EXCERPT PROVIDED:
======

Wales captain Ryan Jones and team-mates Leigh Halfpenny and Alun-Wyn Jones took time out of training yesterday to support the Marie Curie Cancer Care's Great Daffodil Appeal.
The rugby players, currently unbeaten and in preparation for the third leg of their RBS 6 Nations title defence in France next weekend, posed for pictures to back the charity appeal which asks for a donation in return for a daffodil to wear in support of Marie Curie Nurses throughout February and March each year.
"We are pleased to be able to support such a worthy cause and more than happy to do anything we can to help the Marie Curie Cancer Care's appeal," said Jones.
"The Wales team have an obvious affinity with the daffodil as it one of our national emblems and we will be wearing the pin badges with pride over the next couple of months and hope that we can help boost the charity's Great Daffodil Appeal."
All money raised will help Marie Curie Cancer Care provide nursing care for people with a terminal illness at the local Hospice in Penarth, surrounded by family and friends. Marie Curie Cancer Care's services are free to patients, their families and carers but the charity can only provide these with public support.

======

[Dataset entries]
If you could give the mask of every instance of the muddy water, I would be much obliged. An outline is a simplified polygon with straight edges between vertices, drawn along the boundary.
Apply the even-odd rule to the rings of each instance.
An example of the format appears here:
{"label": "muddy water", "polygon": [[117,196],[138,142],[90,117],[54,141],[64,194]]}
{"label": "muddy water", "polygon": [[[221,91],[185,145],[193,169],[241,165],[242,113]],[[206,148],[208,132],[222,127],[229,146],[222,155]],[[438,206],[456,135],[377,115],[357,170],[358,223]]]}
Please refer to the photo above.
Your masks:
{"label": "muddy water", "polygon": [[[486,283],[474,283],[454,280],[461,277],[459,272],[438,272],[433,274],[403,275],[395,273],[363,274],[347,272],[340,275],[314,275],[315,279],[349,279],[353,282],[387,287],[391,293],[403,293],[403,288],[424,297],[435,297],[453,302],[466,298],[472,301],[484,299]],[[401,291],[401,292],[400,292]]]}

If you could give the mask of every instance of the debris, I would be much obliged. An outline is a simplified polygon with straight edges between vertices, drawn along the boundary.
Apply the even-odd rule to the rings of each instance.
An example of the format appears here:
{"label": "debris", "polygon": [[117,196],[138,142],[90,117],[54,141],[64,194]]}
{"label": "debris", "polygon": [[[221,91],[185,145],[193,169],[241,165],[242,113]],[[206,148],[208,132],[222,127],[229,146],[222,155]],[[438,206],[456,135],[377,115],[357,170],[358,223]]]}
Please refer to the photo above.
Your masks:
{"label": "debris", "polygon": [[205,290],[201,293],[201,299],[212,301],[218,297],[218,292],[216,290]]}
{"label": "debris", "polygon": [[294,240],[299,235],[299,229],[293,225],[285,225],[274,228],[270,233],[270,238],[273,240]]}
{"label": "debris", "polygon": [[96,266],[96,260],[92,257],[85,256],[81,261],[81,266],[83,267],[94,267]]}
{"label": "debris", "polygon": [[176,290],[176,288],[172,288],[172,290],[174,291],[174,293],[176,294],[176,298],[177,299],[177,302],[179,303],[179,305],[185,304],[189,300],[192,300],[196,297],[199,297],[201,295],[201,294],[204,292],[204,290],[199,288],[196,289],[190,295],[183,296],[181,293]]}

======

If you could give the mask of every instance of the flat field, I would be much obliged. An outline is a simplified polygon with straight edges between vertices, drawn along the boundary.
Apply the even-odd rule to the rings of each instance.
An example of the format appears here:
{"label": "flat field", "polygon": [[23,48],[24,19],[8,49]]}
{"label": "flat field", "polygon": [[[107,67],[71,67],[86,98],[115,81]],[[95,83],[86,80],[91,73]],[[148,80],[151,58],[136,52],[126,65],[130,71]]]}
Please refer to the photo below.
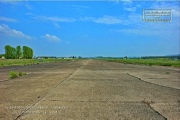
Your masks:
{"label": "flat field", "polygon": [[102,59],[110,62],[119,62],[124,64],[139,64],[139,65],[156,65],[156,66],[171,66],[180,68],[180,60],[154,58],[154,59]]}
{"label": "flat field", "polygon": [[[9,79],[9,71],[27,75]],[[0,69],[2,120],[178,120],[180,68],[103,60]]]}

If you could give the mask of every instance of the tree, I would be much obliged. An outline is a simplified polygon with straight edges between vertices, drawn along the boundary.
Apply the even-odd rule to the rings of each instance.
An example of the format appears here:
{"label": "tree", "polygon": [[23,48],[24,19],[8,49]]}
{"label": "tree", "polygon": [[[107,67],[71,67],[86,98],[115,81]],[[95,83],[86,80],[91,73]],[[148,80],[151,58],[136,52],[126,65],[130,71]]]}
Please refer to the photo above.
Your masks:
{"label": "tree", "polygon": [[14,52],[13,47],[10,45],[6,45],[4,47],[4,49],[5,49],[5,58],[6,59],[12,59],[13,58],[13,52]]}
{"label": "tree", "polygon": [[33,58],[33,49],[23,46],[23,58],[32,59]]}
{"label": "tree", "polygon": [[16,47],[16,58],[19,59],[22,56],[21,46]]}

======

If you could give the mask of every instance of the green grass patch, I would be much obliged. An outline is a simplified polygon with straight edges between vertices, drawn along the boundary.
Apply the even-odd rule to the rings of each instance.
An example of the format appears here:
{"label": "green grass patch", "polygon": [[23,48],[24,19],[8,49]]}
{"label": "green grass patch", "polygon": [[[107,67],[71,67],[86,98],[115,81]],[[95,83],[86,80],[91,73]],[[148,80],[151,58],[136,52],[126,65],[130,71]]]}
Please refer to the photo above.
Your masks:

======

ACTION ITEM A:
Answer these questions using the Great Daffodil Appeal article:
(i) Who is named as the Wales captain?
(ii) In which months each year does the appeal offer daffodils in return for a donation?
(iii) In what place is the local Hospice mentioned in the article?
ACTION ITEM B: Transcribe the Great Daffodil Appeal article from "Wales captain Ryan" up to and including "Care's Great Daffodil Appeal.".
These entries were taken from a separate source.

RESPONSE BOX A:
(i) Ryan Jones
(ii) February and March
(iii) Penarth

RESPONSE BOX B:
Wales captain Ryan Jones and team-mates Leigh Halfpenny and Alun-Wyn Jones took time out of training yesterday to support the Marie Curie Cancer Care's Great Daffodil Appeal.